- TASK TO CARRY OUT
Rewrite the material below, changing every "horizon line" to "shoreline" and leaving everything else as it is.

________________

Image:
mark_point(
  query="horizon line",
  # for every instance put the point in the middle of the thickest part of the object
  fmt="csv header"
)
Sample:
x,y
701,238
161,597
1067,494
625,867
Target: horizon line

________________

- OUTPUT FOR THIS TASK
Image:
mark_point(
  query="shoreline",
  # for every instance put the point in the middle of the thickest part of the object
  fmt="csv header"
)
Sample:
x,y
701,238
161,597
1067,494
625,867
Target: shoreline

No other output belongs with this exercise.